----- DATA TO USE -----

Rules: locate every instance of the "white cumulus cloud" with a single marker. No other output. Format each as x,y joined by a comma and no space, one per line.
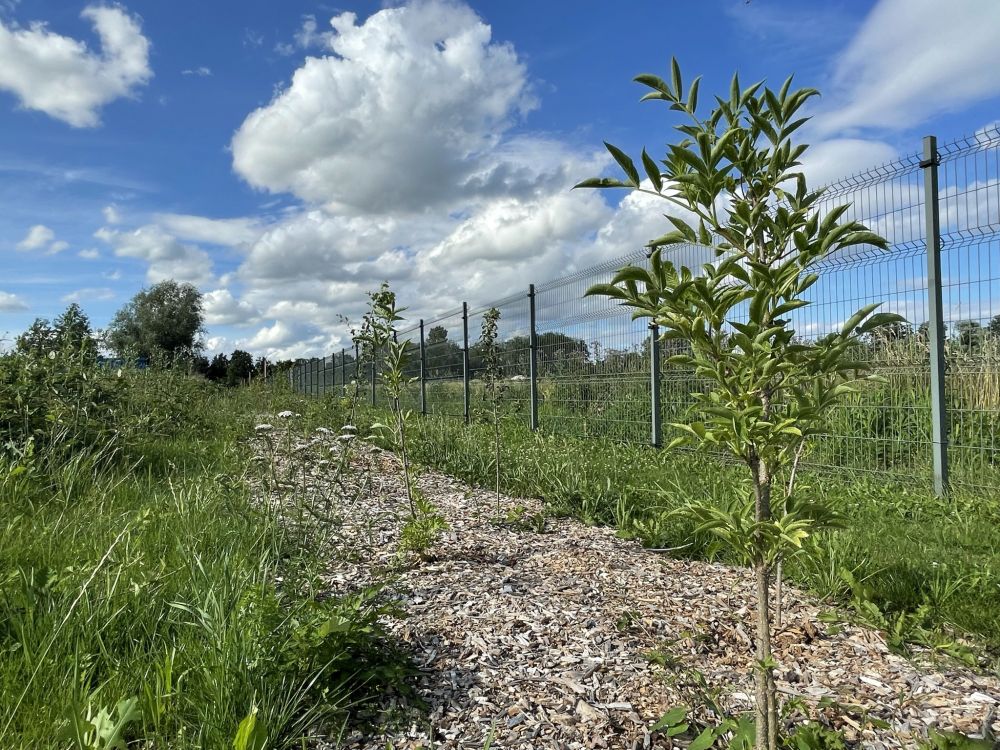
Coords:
63,77
89,294
398,118
38,236
912,59
165,255
229,232
221,308
10,302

-----

Repeat each line of the material exactly, and drop any image it carries.

→ ANSWER BOX:
Rules: locate every instance of the "white cumulus cloud" with a single marker. No other output. Format each as x,y joined by a comma and no space, one per line.
Coords:
63,77
89,294
398,118
38,236
912,59
165,255
229,232
221,308
10,302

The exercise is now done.